Instructions for the task: Repeat word for word the line with "Would you mind indicating the evergreen" and every line after it until the records below run out.

Provided information:
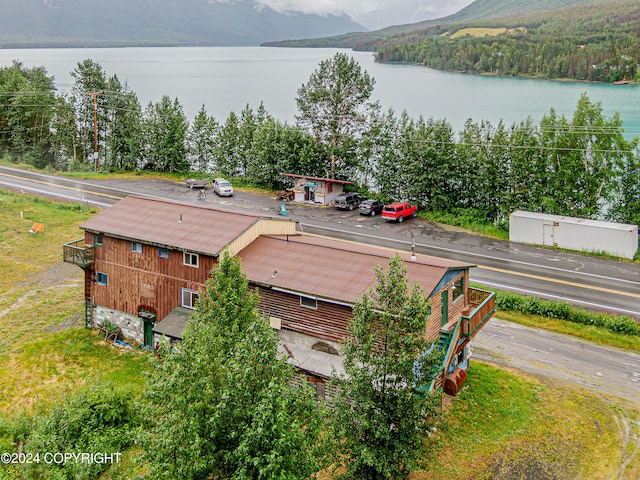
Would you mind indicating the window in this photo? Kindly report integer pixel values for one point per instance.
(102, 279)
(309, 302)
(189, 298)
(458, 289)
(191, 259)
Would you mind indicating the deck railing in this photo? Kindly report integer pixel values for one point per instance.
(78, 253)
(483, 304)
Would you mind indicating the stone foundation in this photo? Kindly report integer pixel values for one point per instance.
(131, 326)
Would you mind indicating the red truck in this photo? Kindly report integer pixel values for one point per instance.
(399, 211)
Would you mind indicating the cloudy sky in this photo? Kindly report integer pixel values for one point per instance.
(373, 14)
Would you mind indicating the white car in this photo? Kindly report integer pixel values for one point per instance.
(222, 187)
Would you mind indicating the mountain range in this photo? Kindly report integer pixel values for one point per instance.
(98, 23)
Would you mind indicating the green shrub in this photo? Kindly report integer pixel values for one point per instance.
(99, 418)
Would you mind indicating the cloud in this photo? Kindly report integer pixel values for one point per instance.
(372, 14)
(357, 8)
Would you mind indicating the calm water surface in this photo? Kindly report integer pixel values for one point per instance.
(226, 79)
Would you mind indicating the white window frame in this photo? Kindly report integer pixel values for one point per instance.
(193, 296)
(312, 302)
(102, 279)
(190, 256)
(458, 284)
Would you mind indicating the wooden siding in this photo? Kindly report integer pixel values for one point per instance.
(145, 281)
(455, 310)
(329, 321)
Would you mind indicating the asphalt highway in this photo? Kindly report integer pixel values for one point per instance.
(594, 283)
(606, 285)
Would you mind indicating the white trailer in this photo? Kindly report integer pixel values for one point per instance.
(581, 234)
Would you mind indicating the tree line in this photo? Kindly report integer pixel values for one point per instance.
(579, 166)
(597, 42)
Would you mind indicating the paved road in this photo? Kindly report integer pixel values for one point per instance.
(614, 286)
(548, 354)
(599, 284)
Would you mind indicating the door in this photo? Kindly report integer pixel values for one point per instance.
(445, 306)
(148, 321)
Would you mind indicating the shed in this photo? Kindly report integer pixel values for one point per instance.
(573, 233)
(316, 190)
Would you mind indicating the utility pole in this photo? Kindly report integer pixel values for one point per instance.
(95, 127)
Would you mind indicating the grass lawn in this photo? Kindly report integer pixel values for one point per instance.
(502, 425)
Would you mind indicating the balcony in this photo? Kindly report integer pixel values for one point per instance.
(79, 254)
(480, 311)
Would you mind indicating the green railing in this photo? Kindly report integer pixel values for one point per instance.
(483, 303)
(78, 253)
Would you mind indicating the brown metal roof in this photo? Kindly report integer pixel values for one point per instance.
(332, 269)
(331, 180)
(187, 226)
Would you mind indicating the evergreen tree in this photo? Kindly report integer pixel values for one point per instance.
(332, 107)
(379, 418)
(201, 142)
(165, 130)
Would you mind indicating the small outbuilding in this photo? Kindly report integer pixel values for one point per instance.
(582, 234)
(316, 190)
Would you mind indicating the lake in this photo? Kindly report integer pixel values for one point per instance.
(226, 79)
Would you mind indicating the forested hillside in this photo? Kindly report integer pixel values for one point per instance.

Solution to the exercise:
Would you mind indicating the evergreen tree in this photo? Kindly report integer pixel values for one point per instance.
(332, 107)
(379, 418)
(201, 142)
(165, 130)
Would you mind indicating the small outbuilding in this photo? Kindly report integer pixel values for one point per instance.
(582, 234)
(316, 190)
Would you mind indicating the lake in this photo? Kindly report integer pixel values for one point per instance.
(226, 79)
Would you mind indicating the forested hillside in this photo? Kindly report integer pixel values for one point per instance.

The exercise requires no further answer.